* **TAREA PENDIENTE**
Entrega como CSV de dos columnas, llamadas «texto» y «respuesta», los registros desde la línea que contiene "[locate] orange petal" hasta la línea que contiene "<point>672,331</point>", ambas incluidas. Pon una fila por registro, con cada campo entre comillas y los saltos de línea cambiados por espacios.

**** DATOS ****

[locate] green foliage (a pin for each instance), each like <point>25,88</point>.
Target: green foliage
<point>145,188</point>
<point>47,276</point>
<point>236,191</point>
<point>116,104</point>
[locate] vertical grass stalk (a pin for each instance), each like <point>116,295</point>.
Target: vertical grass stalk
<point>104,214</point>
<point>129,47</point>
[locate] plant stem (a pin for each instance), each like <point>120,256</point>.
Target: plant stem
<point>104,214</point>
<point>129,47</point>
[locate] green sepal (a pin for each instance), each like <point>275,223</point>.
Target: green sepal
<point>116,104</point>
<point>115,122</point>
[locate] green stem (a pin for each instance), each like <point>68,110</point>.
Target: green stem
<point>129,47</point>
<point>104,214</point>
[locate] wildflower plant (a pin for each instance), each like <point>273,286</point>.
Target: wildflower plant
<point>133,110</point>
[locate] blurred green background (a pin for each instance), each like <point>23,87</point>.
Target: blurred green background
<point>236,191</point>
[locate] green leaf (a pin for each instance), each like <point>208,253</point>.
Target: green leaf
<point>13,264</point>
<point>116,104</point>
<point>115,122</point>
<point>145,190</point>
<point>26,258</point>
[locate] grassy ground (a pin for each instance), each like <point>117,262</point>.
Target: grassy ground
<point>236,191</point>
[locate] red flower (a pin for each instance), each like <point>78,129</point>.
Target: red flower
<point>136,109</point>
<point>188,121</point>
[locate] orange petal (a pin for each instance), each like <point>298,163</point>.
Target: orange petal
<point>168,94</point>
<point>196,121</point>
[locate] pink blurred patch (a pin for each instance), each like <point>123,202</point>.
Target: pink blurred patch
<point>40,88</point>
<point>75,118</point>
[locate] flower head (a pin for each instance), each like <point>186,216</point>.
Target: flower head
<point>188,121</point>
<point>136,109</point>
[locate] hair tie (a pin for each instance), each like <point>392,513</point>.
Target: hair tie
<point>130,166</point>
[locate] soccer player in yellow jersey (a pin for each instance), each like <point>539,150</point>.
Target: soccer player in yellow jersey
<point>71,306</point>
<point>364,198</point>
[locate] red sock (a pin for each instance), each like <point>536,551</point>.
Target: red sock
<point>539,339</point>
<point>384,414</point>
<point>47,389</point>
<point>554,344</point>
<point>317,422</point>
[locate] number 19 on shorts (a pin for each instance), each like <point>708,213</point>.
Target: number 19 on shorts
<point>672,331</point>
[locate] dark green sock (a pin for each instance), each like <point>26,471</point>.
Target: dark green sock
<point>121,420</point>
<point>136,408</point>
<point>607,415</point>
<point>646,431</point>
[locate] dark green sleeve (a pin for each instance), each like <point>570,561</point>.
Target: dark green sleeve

****

* **RESULTADO**
texto,respuesta
"[locate] orange petal (a pin for each instance), each like <point>298,163</point>. Target: orange petal","<point>168,94</point> <point>196,121</point>"
"[locate] pink blurred patch (a pin for each instance), each like <point>123,202</point>. Target: pink blurred patch","<point>40,88</point> <point>75,118</point>"
"[locate] flower head (a pin for each instance), each like <point>186,216</point>. Target: flower head","<point>188,121</point> <point>136,109</point>"
"[locate] hair tie (a pin for each instance), each like <point>392,513</point>. Target: hair tie","<point>130,166</point>"
"[locate] soccer player in yellow jersey (a pin for each instance), each like <point>539,150</point>. Target: soccer player in yellow jersey","<point>71,306</point> <point>364,198</point>"
"[locate] red sock (a pin for each instance), each like <point>536,551</point>. Target: red sock","<point>539,339</point> <point>384,414</point> <point>47,389</point> <point>554,344</point> <point>317,422</point>"
"[locate] number 19 on shorts (a pin for each instance), each like <point>708,213</point>. Target: number 19 on shorts","<point>672,331</point>"